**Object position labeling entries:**
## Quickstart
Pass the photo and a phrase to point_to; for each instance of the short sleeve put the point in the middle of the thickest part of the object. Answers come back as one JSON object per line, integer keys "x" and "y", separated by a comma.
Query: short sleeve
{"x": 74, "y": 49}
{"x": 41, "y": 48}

**Problem statement:**
Reproduce all of the entries above line for line, changing nothing.

**Task answer:**
## Quickstart
Pass the photo and a phrase to point_to; for each instance of the short sleeve put the point in the middle of the thickest part of the object. Answers come back as one JSON object per line, integer keys "x" and "y", separated by a comma.
Query: short sleeve
{"x": 74, "y": 49}
{"x": 41, "y": 48}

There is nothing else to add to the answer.